*** PROVIDED PASSAGE ***
A cameraman captured the attack in a grainy video, viewable today on Youtube.
As expected, the Liberal Party suspected Marcos of masterminding the attack. Marcos, meanwhile, accused his chief nemesis, Senator Benigno “Ninoy” Aquino Jr., of orchestrating it with communist rebels. To this day, Jose Maria Sison, the self-exiled leader of the Communist Party of the Philippines, denies responsibility.
A 35-foot high marble obelisk, topped with a statue of a woman holding a torch at Plaza Miranda, is all that reminds passersby of what happened there 42 years ago. Some historians mark the bombing as the start of the Marcos dictatorship.
Today’s generation of Filipinos find it difficult to fathom how the 5,300-square meter Plaza Miranda figured prominently in the nation’s political history or why politicians of long ago held rallies in what is now a suffocating venue in a megapolis choking in people and traffic.
*** End of PROVIDED PASSAGE ***
According to the passage on the Plaza Miranda bombing, how tall is the marble obelisk at the plaza?
*** DATA EXTRACTS ***
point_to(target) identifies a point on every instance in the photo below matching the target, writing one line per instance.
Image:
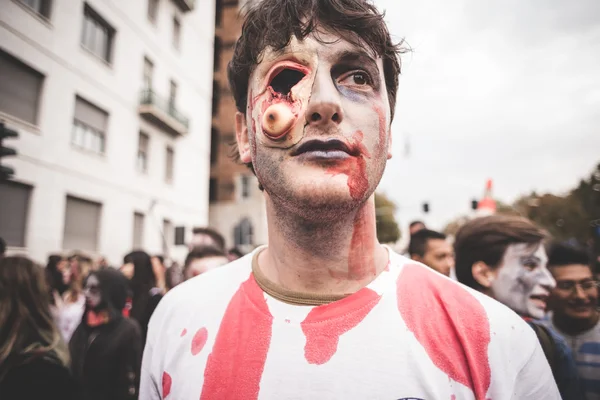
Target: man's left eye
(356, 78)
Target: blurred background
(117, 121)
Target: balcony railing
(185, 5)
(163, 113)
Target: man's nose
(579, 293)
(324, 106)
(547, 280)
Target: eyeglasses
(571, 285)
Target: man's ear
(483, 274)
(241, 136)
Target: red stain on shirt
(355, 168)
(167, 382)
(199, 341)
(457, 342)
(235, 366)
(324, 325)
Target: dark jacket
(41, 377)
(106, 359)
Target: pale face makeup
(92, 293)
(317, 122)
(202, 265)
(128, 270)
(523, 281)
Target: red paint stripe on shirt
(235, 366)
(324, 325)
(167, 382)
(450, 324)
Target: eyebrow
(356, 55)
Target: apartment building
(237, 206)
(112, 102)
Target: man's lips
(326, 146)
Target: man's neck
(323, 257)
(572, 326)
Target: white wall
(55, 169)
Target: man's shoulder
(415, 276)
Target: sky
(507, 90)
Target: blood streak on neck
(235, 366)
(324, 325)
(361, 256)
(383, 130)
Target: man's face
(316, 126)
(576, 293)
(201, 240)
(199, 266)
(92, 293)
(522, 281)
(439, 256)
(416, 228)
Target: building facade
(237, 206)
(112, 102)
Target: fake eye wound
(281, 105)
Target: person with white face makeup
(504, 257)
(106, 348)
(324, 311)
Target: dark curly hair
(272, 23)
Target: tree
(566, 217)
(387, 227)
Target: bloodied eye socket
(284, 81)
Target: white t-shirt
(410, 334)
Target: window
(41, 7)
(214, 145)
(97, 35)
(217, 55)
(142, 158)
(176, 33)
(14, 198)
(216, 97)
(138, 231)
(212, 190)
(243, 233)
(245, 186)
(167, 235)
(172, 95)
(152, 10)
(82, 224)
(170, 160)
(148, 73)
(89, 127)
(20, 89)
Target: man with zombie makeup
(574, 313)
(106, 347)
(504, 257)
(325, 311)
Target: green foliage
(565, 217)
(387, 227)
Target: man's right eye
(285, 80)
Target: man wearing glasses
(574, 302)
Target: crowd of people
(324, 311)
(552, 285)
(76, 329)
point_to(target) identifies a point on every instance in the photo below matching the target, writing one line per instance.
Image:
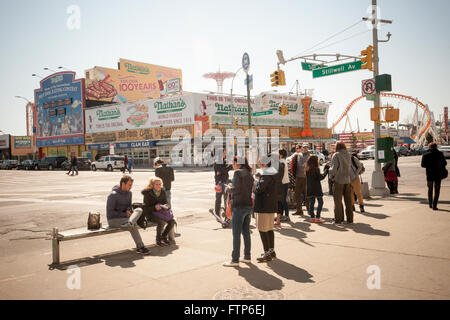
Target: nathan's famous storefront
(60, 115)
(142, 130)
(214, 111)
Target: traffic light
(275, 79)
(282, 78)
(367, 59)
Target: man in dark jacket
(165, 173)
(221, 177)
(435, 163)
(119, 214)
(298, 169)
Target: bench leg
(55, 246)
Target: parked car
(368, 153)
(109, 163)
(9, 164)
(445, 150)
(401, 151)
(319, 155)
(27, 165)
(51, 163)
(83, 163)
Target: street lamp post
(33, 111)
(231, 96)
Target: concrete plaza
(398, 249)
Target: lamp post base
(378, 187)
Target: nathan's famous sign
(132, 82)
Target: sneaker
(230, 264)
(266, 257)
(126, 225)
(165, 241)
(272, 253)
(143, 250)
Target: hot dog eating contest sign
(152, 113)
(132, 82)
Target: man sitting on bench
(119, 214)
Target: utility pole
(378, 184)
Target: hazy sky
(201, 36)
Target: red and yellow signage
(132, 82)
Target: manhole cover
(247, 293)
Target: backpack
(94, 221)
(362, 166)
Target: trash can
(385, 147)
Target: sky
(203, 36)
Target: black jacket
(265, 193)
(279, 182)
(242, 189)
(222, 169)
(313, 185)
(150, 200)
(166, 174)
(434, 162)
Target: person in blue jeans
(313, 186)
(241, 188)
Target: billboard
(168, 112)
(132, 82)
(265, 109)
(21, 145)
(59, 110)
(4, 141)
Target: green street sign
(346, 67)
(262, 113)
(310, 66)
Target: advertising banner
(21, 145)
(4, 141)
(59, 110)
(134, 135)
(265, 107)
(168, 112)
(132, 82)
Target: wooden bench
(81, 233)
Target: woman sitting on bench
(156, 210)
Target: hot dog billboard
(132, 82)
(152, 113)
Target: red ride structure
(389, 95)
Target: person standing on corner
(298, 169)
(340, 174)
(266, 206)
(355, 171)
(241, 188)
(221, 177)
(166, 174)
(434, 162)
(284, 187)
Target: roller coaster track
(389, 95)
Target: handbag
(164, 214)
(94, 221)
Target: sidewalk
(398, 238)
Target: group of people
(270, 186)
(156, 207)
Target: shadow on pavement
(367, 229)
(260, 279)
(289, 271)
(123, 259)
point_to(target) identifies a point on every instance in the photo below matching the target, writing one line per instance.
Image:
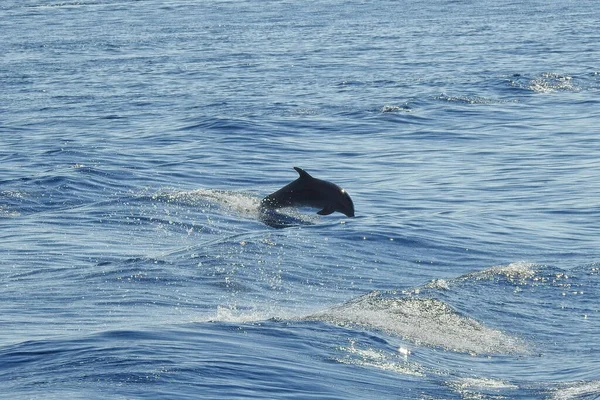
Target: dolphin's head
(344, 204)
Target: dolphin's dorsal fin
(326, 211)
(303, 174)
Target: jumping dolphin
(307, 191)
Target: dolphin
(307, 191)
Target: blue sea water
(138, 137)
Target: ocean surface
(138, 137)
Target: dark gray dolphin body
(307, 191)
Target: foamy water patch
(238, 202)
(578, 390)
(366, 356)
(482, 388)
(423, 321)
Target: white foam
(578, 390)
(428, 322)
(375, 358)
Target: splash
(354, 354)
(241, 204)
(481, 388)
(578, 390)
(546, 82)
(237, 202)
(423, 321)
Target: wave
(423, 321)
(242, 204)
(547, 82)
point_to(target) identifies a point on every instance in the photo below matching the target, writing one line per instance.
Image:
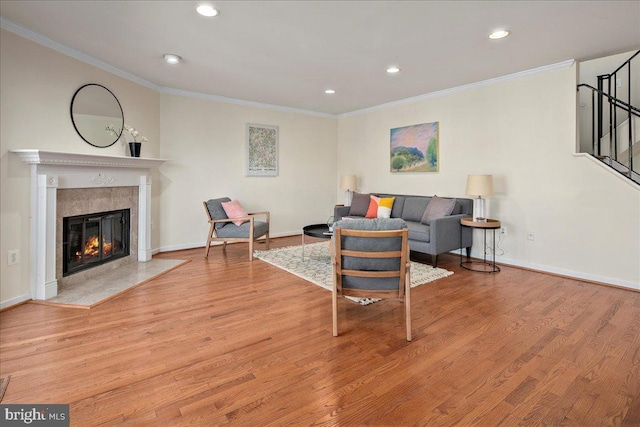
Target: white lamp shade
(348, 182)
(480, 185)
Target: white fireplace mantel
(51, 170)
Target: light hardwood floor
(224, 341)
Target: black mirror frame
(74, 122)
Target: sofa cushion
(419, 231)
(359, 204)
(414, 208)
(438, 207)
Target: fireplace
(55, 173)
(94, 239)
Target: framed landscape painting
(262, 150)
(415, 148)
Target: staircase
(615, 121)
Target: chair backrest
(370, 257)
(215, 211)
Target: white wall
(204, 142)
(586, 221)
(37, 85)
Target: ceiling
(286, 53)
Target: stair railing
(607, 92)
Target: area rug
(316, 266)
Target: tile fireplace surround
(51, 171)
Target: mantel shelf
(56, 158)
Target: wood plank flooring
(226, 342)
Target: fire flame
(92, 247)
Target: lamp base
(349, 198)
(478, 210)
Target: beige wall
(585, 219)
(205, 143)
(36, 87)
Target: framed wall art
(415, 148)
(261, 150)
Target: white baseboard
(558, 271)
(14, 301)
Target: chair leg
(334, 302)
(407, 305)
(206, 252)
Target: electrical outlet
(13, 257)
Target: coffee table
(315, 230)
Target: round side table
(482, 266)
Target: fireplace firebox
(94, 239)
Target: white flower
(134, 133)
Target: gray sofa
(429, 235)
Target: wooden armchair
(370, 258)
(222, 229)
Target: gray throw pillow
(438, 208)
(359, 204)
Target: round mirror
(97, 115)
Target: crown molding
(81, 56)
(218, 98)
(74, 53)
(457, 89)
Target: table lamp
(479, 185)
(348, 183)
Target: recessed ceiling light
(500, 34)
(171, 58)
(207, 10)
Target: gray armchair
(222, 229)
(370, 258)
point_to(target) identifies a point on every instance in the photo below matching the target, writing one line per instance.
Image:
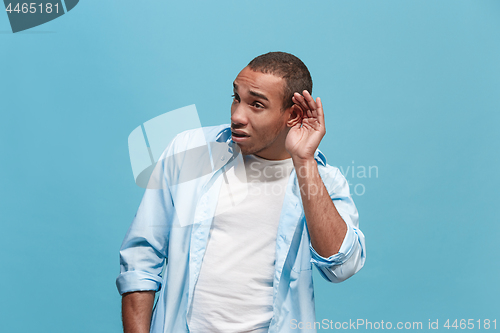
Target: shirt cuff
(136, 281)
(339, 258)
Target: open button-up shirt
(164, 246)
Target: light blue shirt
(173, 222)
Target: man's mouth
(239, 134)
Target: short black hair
*** End of DATA EXTRACTS ***
» ANSWER AREA
35 feet high